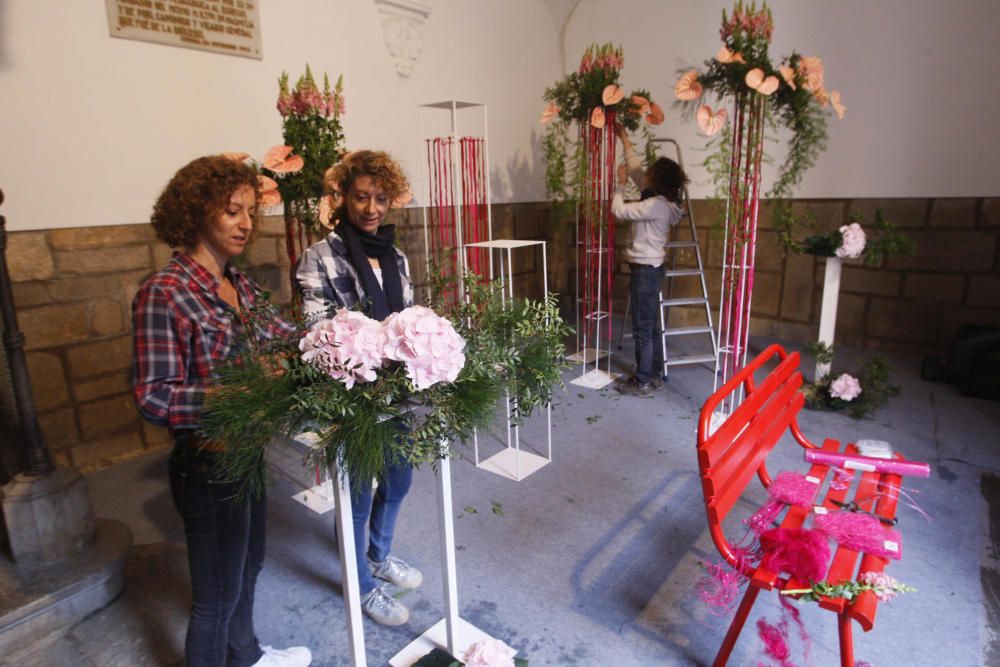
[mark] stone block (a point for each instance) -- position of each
(83, 288)
(957, 251)
(29, 257)
(106, 318)
(799, 286)
(904, 320)
(766, 293)
(88, 238)
(102, 451)
(106, 416)
(869, 281)
(937, 287)
(905, 213)
(30, 294)
(60, 324)
(104, 260)
(48, 380)
(984, 291)
(990, 213)
(162, 254)
(953, 212)
(155, 436)
(826, 215)
(93, 359)
(261, 251)
(59, 429)
(108, 385)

▶ **What you should do**
Your job is to repeat the data exactly, leaving each picture out.

▶ **Written answer**
[mark] stone block (a point for each instance) -- position of each
(83, 288)
(957, 251)
(29, 257)
(106, 318)
(799, 286)
(904, 320)
(766, 293)
(88, 238)
(102, 451)
(106, 416)
(869, 281)
(937, 287)
(905, 213)
(30, 294)
(60, 324)
(104, 260)
(48, 380)
(984, 291)
(990, 213)
(162, 254)
(953, 212)
(155, 436)
(826, 215)
(93, 359)
(261, 251)
(59, 429)
(108, 385)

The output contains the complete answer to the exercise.